The closest you will get there is either when various flash carts have trouble with rechargeables in an original GBA or things like the TV adapter not fitting in a GBA SP. The GB player has never seen an issue like the former for anything and I doubt it ever will (it is full powered GBA guts after all).

The unofficial GBA slot world is a different matter. Many of those are ROM and save dumpers combined with emulators. Using a flash cart with those tends to see it dump the first thing on the cart (so mostly the loader, unless you have an old school NOR cart and a single ROM on it) and try to run that. Such a thing is a fine way of running basically all GBA games which are not fancy hardware https://gbatemp.net/threads/buying-a-gba-flash-cart-in-2013.341203/page-18#post-4756995 or https://mgba.io/2015/10/20/dumping-the-undumped/ (so some of the video carts) but not flash carts for the reasons mentioned above.

*so GBA, GBA SP, GBM, DS, DS lite, GB Player. I don't think people tend to have one of those Visteon Dockable Entertainment in car GBAs to test with but I don't imagine problems with those either.


----------



## Xzi (Dec 19, 2018)

Friendsxix said:


> But yes, @Xzi — it should work just fine, and you should get pretty good results. Of course, try to get the best video hookups you can. In Europe, the GameCube could output RGB SCART, but here in the States, we got stuck with S-Video in its place on the analog AV out. Of course, component from the digital out will trump all other official video hookups, but there are also video mods for the GameCube that allow you to get HDMI. I recently heard of a mod that allows you to add a Wii AV port to the system as well, allowing you to use the much, _much_ cheaper Wii component cables in place of the ridiculously expensive GameCube ones. Just things to look into.


Appreciate the tips.  I do already have a Wii with HDMI adapter for playing GCN games, I bought the Gamecube mostly just to add to my retro console collection.  It was only as I was shopping for a Gamecube recently that I first discovered they made a Game Boy player for it, and I couldn't resist with the uniqueness of it.  Lucky I'm already done with my Christmas shopping for others, so treating myself a bit wasn't a big deal.


----------



## Friendsxix (Dec 19, 2018)

Xzi said:


> Appreciate the tips.  I do already have a Wii with HDMI adapter for playing GCN games, I bought the Gamecube mostly just to add to my retro console collection.  It was only as I was shopping for a Gamecube recently that I first discovered they made a Game Boy player for it, and I couldn't resist with the uniqueness of it.  Lucky I'm already done with my Christmas shopping for others, so treating myself a bit wasn't a big deal.


Not a problem!

Entries from a point-annotation set:

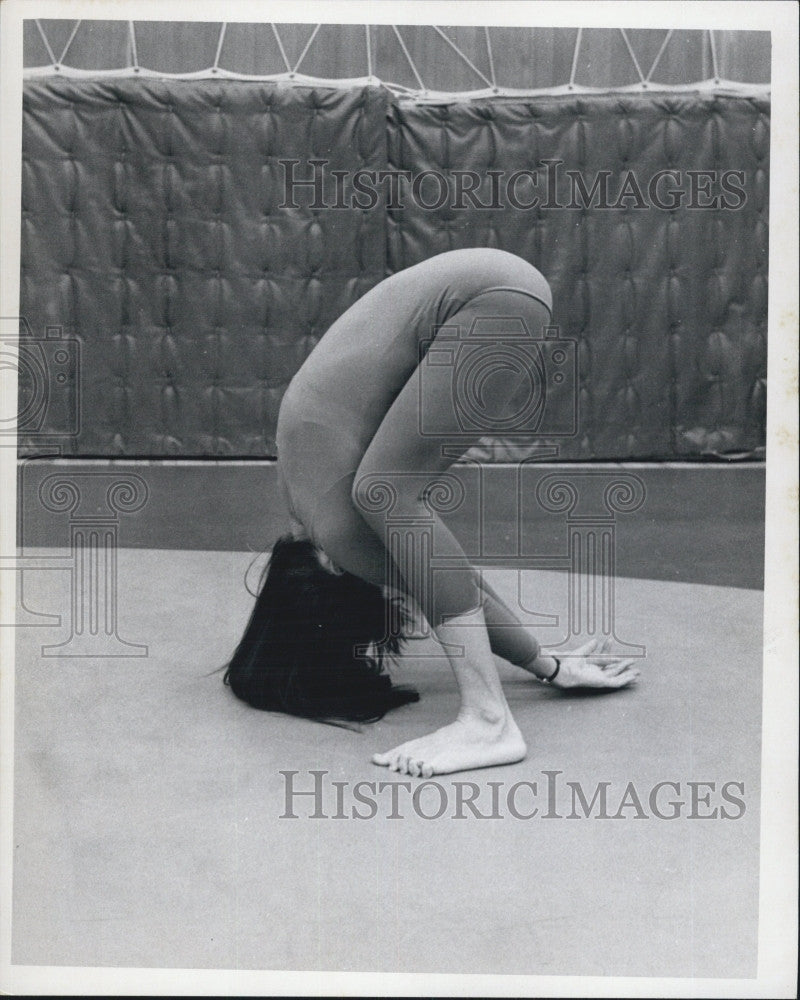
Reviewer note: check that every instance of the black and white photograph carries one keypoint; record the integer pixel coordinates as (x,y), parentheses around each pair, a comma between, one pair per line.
(399,498)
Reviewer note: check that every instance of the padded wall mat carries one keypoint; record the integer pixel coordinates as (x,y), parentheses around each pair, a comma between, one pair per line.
(185,297)
(667,305)
(153,235)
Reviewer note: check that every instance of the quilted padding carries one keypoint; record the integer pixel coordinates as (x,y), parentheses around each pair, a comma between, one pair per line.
(668,306)
(153,234)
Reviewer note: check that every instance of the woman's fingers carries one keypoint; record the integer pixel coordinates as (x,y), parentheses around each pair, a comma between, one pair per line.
(616,668)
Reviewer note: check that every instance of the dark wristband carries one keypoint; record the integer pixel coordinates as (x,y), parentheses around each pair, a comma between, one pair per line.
(552,676)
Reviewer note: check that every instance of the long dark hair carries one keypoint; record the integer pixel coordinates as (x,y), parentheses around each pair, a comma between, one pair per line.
(317,642)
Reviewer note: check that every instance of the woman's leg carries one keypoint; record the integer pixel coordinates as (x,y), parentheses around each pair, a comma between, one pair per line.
(388,491)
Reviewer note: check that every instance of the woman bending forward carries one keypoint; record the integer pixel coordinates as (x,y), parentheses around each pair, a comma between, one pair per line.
(367,416)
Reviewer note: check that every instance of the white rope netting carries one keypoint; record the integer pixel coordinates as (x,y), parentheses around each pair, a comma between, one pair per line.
(486,86)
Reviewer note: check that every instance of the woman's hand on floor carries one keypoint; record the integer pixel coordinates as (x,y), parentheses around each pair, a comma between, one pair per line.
(590,666)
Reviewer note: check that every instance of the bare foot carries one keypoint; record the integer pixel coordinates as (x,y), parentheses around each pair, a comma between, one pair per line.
(465,744)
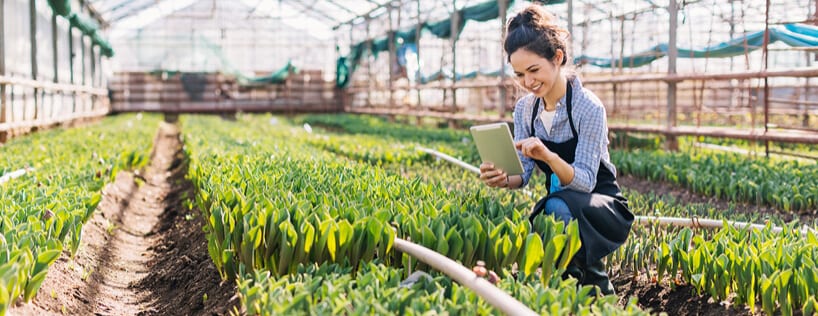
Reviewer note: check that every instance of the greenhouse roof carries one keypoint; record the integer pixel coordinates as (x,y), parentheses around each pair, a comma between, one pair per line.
(322,17)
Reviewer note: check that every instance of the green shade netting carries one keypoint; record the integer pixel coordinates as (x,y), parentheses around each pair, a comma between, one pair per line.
(104,46)
(482,12)
(795,35)
(60,7)
(85,25)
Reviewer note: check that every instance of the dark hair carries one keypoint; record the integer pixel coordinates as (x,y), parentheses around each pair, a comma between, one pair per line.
(535,30)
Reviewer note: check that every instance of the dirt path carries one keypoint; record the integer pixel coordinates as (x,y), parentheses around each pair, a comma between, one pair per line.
(143,252)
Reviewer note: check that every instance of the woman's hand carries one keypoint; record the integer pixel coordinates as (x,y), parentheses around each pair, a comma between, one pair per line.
(533,147)
(493,177)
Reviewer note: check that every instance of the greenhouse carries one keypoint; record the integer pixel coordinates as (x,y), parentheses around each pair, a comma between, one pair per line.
(408,157)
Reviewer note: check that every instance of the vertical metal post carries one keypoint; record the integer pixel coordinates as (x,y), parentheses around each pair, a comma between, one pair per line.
(670,140)
(418,75)
(392,56)
(3,105)
(54,45)
(71,57)
(503,7)
(455,21)
(570,4)
(93,65)
(349,97)
(368,62)
(55,62)
(32,11)
(765,56)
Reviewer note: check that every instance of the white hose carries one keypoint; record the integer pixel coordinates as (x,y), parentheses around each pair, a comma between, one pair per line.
(496,297)
(14,174)
(693,222)
(450,159)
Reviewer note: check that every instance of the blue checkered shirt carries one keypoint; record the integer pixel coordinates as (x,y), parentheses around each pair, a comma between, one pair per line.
(592,129)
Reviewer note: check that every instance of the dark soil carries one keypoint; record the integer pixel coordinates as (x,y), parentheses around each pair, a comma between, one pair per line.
(682,300)
(685,196)
(142,253)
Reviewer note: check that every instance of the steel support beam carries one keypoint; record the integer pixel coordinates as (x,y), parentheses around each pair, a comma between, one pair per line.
(671,141)
(3,104)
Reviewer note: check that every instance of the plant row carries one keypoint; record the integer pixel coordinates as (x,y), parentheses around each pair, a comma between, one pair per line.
(274,203)
(43,211)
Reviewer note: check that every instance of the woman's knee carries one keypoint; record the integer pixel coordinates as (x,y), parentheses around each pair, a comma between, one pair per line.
(558,208)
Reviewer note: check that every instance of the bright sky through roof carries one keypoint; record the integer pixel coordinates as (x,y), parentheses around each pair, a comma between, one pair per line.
(289,15)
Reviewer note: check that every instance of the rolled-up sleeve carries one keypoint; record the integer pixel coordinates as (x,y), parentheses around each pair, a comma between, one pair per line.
(522,130)
(592,143)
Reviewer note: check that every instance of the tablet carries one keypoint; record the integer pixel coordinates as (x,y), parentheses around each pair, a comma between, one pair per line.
(495,145)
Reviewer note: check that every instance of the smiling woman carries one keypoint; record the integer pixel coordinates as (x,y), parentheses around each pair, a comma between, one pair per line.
(568,142)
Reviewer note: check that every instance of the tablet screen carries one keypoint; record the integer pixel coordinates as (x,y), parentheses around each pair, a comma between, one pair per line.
(495,145)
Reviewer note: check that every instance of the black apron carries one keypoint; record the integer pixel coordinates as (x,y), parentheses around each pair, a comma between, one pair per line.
(603,215)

§ **WHAT YOU SHOULD DO**:
From the Game Boy Player forum thread above, transcribe the passage starting with "The unofficial GBA" and going on through "reasons mentioned above.".

§ **FINAL RESULT**:
The unofficial GBA slot world is a different matter. Many of those are ROM and save dumpers combined with emulators. Using a flash cart with those tends to see it dump the first thing on the cart (so mostly the loader, unless you have an old school NOR cart and a single ROM on it) and try to run that. Such a thing is a fine way of running basically all GBA games which are not fancy hardware https://gbatemp.net/threads/buying-a-gba-flash-cart-in-2013.341203/page-18#post-4756995 or https://mgba.io/2015/10/20/dumping-the-undumped/ (so some of the video carts) but not flash carts for the reasons mentioned above.